JOBS:
(A) Answer these questions using the cycling race excerpt:
(i) What race did Tom Pidcock win in 2023?
(ii) On which climb did Evenepoel attack?
(iii) How far did Evenepoel ride alone to retain the title?
(B) In the cycling race excerpt, condense the paragraph beginning "On Côte de La Redoute" into a short bulleted list that keeps its main facts.
(C) From the cycling race excerpt, reproduce the passage word for word, from "In Pogačar's absence, Evenepoel" up to and including "complete the podium.".

SELECTED EXTRACT:
--
In Pogačar's absence, Evenepoel immediately became the overwhelming favourite with young Briton and 2023 Strade Bianche winner Tom Pidcock and on-form Irish rider Ben Healy his most likely rivals.

On Côte de La Redoute, Evenepoel attacked in the saddle, moving away from the peloton and only Pidcock was able to follow him. A few kilometres later, Evenepoel pushed on the accelerator again and left Pidcock trailing, soloing 30 kilometres to retain the title. Pidcock refueled, readjusted and linked up with Healy and Santiago Buitrago, holding off the rest of the peloton for the remainder of the race, Pidcock and Buitrago holding off Healy to complete the podium.
--
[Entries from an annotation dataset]

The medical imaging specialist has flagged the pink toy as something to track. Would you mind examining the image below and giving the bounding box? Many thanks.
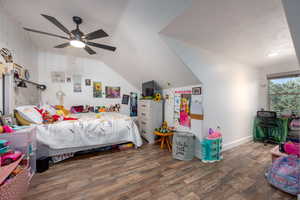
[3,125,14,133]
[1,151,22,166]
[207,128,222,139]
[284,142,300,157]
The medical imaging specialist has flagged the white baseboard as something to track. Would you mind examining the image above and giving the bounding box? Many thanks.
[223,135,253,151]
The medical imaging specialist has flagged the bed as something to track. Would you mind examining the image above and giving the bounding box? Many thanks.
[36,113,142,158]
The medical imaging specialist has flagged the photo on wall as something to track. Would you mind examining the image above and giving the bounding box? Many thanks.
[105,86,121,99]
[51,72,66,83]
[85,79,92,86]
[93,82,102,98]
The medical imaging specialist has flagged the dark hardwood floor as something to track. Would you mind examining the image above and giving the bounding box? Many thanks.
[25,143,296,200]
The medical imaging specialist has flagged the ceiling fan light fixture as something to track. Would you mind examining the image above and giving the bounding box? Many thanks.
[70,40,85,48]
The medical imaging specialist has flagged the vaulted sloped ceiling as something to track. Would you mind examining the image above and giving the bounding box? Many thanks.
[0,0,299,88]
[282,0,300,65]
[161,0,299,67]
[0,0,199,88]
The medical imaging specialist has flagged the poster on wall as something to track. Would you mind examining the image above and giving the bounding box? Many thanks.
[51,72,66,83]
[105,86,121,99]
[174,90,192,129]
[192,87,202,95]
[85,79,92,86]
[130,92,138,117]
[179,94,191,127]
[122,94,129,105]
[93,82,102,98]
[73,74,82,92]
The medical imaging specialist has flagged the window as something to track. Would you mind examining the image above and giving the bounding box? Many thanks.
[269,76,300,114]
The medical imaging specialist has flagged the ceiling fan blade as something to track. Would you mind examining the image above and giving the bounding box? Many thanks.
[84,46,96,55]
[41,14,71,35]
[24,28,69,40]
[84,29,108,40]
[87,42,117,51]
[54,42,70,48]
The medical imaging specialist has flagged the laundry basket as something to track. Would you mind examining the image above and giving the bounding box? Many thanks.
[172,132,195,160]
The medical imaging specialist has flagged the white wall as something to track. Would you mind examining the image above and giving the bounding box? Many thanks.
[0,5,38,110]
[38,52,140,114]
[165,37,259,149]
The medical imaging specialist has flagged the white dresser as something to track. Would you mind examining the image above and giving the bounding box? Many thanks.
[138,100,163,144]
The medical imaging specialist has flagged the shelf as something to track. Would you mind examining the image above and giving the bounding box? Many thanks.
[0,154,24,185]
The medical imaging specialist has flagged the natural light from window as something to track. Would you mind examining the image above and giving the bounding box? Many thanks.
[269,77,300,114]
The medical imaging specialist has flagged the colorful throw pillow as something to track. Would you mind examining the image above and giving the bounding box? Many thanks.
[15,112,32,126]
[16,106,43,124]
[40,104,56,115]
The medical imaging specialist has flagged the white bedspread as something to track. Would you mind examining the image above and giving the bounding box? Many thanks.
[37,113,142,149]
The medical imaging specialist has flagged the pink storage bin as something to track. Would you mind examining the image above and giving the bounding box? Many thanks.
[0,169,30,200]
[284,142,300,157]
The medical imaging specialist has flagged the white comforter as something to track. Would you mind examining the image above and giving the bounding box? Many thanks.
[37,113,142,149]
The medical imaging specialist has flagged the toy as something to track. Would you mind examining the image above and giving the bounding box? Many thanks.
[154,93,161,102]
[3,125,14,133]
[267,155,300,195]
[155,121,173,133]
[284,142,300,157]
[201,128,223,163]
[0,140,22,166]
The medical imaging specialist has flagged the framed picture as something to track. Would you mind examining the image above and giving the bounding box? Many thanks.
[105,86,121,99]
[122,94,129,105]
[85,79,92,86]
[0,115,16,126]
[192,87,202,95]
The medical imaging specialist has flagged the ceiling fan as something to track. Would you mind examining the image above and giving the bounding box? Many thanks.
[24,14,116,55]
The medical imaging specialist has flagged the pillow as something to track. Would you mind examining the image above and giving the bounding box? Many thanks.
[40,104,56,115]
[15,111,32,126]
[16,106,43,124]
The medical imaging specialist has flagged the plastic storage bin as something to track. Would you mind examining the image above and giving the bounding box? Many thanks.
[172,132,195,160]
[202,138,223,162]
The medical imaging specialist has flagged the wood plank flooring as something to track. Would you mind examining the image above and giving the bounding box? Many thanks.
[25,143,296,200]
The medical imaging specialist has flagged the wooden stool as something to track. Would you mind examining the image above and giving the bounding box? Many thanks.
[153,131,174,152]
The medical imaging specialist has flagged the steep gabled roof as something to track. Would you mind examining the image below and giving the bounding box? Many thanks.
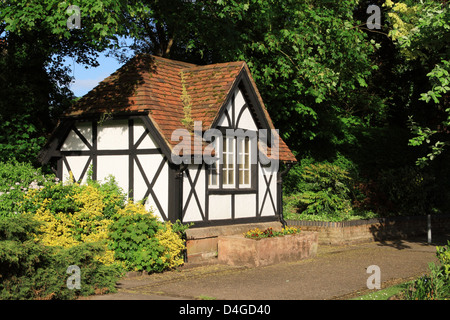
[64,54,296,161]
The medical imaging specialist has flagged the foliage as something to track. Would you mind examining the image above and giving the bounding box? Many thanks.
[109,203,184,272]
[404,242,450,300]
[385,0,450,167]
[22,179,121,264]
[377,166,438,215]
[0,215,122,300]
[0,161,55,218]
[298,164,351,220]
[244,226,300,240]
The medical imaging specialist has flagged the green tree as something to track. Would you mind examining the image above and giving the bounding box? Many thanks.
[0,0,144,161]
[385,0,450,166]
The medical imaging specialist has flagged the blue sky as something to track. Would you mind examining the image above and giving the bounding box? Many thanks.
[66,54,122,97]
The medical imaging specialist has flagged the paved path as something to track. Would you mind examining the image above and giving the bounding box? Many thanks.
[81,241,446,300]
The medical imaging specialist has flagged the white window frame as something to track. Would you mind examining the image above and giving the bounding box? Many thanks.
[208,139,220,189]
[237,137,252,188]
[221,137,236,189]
--
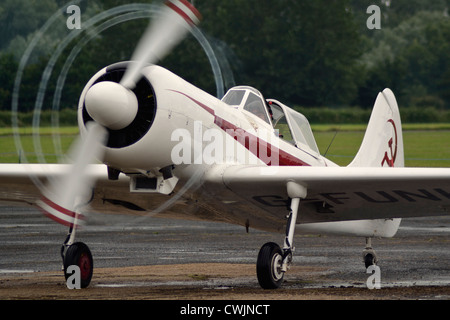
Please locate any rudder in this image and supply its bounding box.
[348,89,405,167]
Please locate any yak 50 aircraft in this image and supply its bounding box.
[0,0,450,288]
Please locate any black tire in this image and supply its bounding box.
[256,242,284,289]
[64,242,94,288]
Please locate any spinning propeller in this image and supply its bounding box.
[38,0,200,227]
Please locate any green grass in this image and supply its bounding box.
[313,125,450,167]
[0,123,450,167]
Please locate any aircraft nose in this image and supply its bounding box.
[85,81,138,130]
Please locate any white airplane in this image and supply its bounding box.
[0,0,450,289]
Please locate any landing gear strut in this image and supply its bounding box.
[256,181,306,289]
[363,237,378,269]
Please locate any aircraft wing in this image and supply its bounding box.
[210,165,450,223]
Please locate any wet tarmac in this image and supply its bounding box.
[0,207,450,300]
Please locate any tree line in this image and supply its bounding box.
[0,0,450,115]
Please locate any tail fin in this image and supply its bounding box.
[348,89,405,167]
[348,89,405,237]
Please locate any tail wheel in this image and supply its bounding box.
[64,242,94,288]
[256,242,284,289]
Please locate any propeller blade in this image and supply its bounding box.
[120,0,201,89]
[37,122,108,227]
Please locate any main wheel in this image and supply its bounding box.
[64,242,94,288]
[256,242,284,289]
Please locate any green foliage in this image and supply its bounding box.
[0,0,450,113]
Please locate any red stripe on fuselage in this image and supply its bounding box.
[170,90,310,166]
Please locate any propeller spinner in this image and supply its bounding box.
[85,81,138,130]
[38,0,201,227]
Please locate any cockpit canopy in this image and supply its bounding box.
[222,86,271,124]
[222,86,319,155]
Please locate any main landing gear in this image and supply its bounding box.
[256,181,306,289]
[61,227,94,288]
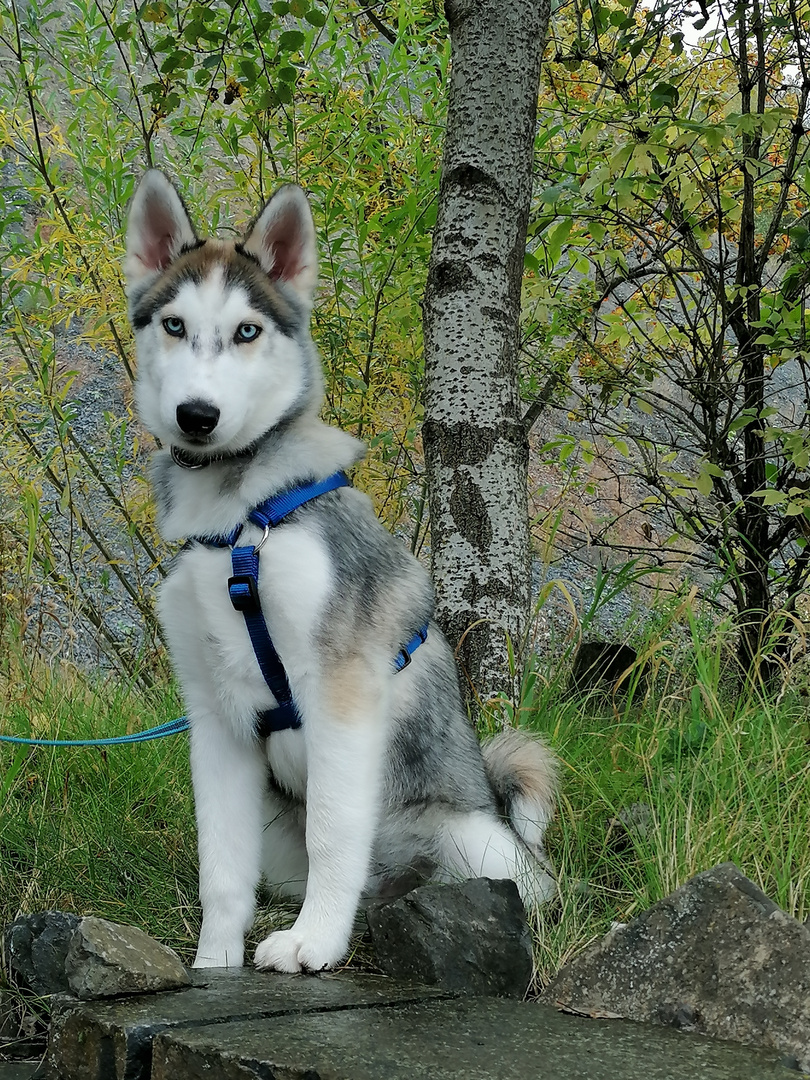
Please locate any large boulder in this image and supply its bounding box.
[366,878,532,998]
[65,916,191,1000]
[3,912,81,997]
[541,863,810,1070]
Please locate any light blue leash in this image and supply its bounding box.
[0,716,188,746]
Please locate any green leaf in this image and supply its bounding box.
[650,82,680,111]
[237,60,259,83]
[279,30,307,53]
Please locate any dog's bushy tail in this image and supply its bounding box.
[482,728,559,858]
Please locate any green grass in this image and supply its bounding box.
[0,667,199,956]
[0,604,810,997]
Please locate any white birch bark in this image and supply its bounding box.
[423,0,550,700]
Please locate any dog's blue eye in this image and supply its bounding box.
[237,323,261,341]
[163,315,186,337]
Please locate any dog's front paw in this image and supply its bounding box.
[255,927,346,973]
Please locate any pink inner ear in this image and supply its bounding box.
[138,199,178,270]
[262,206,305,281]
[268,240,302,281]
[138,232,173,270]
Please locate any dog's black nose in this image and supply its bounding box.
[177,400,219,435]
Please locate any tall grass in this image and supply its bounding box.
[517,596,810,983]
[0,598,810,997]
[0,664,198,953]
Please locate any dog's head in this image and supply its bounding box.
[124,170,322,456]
--
RESPONSES TO THE TASKS:
(A)
(i) Strade Bianche
(ii) Côte de La Redoute
(iii) 30 kilometers

(B)
- Evenepoel attacked in the saddle on Côte de La Redoute, and only Pidcock could follow.
- A few kilometers later, Evenepoel accelerated again, dropped Pidcock and soloed 30 kilometers to retain the title.
- Pidcock recovered and joined Healy and Santiago Buitrago, and the group held off the rest of the peloton.
- Pidcock and Buitrago beat Healy to complete the podium.

(C)
In Pogačar's absence, Evenepoel immediately became the overwhelming favourite with young Briton and 2023 Strade Bianche winner Tom Pidcock and on-form Irish rider Ben Healy his most likely rivals.

On Côte de La Redoute, Evenepoel attacked in the saddle, moving away from the peloton and only Pidcock was able to follow him. A few kilometres later, Evenepoel pushed on the accelerator again and left Pidcock trailing, soloing 30 kilometres to retain the title. Pidcock refueled, readjusted and linked up with Healy and Santiago Buitrago, holding off the rest of the peloton for the remainder of the race, Pidcock and Buitrago holding off Healy to complete the podium.